Meet YINS, 1/21/15: "Individualized Rank Aggregation using Nuclear Norm Regularization" and "Comparative Cognitive Development in Monkeys and Apes"

Meet YINS, 1/21/15: "Individualized Rank Aggregation using Nuclear Norm Regularization" and "Comparative Cognitive Development in Monkeys and Apes"

Talk Summary: 

Sahand Negahban: In recent years rank aggregation has received significant attention from the machine learning community. The goal of such a problem is to combine the (partially revealed) preferences over objects of a large population into a single, relatively consistent ordering of those objects. However, in many cases, we might not want a single ranking and instead opt for rankings based on individual preferences. We study a version of the problem known as collaborative ranking. In this problem we assume that individual users provide us with pairwise preferences (for example purchasing one item over another). From those preferences we wish to obtain rankings on items that the users have not had an opportunity to explore. We provide a theoretical justification for a nuclear norm regularized optimization procedure, and provide error-bounds for inferring the individual user preferences.

Alexandra Rosati: Human cognition is strikingly different from that of other animals. Hypotheses from evolutionary biology and psychology suggest that unique features of human cognition may emerge due to developmental processes that are specific our species. However, to date there has been few comparative studies that examine cognitive development in nonhumans. I will present recent research examining developmental change in monkeys and apes. I will first show that humans and our closest living relatives, chimpanzees and bonobos, exhibit similar ontogenetic shifts in cognitive skills during their juvenile period. Second, I will present an overview of a project aiming to disentangle the origins of individual variation in rhesus macaque cognition, focusing on variation across the lifespan. Such studies of cognitive development in other species can provide new insights into the origins of human cognition.

▶ **Dataset content**
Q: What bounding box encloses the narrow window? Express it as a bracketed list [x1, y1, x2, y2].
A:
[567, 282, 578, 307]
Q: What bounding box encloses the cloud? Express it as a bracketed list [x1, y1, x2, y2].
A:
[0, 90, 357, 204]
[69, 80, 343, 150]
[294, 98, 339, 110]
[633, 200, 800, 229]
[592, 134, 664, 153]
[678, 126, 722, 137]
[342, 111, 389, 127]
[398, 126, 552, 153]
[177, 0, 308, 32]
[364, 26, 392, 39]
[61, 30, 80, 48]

==

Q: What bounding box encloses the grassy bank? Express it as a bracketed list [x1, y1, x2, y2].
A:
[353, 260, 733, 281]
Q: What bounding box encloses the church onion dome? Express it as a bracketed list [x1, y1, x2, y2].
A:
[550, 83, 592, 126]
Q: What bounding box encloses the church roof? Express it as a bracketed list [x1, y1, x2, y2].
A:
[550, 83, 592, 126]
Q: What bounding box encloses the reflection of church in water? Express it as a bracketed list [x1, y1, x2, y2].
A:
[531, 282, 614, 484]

▶ **To do**
For each statement, say yes or no as to whether the talk summary supports it, and quote the words from the talk summary that decide it. (a) In collaborative ranking, individual users supply pairwise preferences. (b) Rosati's research deals only with human children. (c) The rhesus macaque project focuses on variation across the lifespan. The data have nothing to do with this exercise.

▶ **Answer to the exercise**
(a) Yes: "individual users provide us with pairwise preferences"
(b) No: "I will present recent research examining developmental change in monkeys and apes."
(c) Yes: "focusing on variation across the lifespan"